What is asked ▸ Update the records below by changing every "integer pairs" to "whole-number pairs" and keeping everything else the same. Leave the pictures out of your answer.

Information supplied ▸
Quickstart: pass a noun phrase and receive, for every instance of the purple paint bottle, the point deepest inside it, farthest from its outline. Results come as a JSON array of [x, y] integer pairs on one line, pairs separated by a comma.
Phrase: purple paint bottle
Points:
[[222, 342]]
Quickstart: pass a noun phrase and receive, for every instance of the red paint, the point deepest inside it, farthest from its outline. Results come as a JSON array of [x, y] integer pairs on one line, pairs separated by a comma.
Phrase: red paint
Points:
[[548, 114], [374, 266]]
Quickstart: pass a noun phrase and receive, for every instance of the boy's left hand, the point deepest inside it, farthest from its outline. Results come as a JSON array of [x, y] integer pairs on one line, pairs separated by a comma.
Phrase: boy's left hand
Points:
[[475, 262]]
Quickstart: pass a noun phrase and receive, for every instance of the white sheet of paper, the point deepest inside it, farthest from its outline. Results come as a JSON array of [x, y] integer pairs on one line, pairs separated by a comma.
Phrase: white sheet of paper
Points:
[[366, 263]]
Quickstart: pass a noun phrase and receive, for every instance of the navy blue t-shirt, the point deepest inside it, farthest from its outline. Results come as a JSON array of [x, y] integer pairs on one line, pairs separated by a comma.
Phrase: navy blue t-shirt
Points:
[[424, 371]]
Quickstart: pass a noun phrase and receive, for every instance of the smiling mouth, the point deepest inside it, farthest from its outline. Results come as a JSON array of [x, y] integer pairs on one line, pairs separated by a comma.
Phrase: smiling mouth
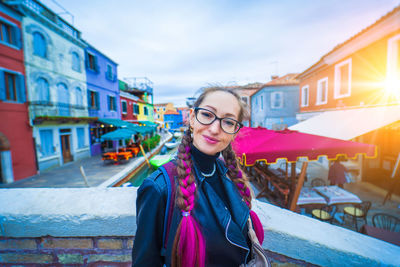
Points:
[[210, 139]]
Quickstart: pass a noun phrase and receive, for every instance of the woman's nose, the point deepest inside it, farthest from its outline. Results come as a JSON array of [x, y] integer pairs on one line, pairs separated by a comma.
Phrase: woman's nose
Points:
[[214, 127]]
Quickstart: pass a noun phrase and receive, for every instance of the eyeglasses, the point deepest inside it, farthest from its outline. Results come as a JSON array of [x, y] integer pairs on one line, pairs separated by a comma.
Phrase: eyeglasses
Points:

Completed task ▸
Quickstart: pass a noun phrase and receive, for every instance of the purple paint bottle, the point deepest inside it, farthest from its outline. Results come as a JSON array of [x, y] whole-number pairs on one line, pairs separated by a comma.
Phrase: purple paint bottle
Points:
[[222, 342]]
Quickstart: pass a noun phrase and receive, for every instance of the red paint, the point deepest inside it, farthest from its outline. Results come as a JSON array of [x, y] whole-number pairs on one line, pairs separated by a comma.
Phrase: red paint
Points:
[[548, 114], [374, 266]]
Quickstart: pass a noun phrase and receive, for every instance of the boy's left hand, the point deepest inside it, farthest from its outline. Results come as a JSON array of [x, y] whole-number pairs on one line, pairs separated by a comma.
Phrase: boy's left hand
Points:
[[475, 262]]
Quickstart: pass a noun phrase and receive, for every instance of the white sheet of paper, the point deepest inside it, farthest from its outline. Results come as a JSON array of [x, y] whole-number pairs on one line, pairs separated by a comma.
Phrase: white sheet of paper
Points:
[[366, 263]]
Quickstart: pass a noun phrase and receive, for every instance of the navy blue t-shirt, the point deepest inside it, farthest from its outline. Results come as a JSON array of [x, y] whole-number pairs on one line, pairs separated by a comma.
Phrase: navy blue t-shirt
Points:
[[424, 371]]
Quickstart: pass a noun phrase and receive, for every instance of the smiling mouth, the point deepest inside it, farthest from its outline. Results come as a JSON array of [x, y] whole-number pairs on one line, pairs separated by a comma.
Phrase: smiling mouth
Points:
[[210, 139]]
Quickstart: pass a noun phrase and receive, for every instance of the woman's nose, the point deepest inside it, farthest from its outline. Results come as a JSON array of [x, y] whole-number pairs on one line, pairs separated by a comma.
Phrase: woman's nose
Points:
[[214, 127]]
Quickstart: pass a noun phrase and receive, for every instance of the eyeglasses, the point deepest inside it, farthest from its outline. Results come as a JSON array of [x, y] whole-number pairs on one line, pairs separated by a comma.
Phrase: eyeglasses
Points:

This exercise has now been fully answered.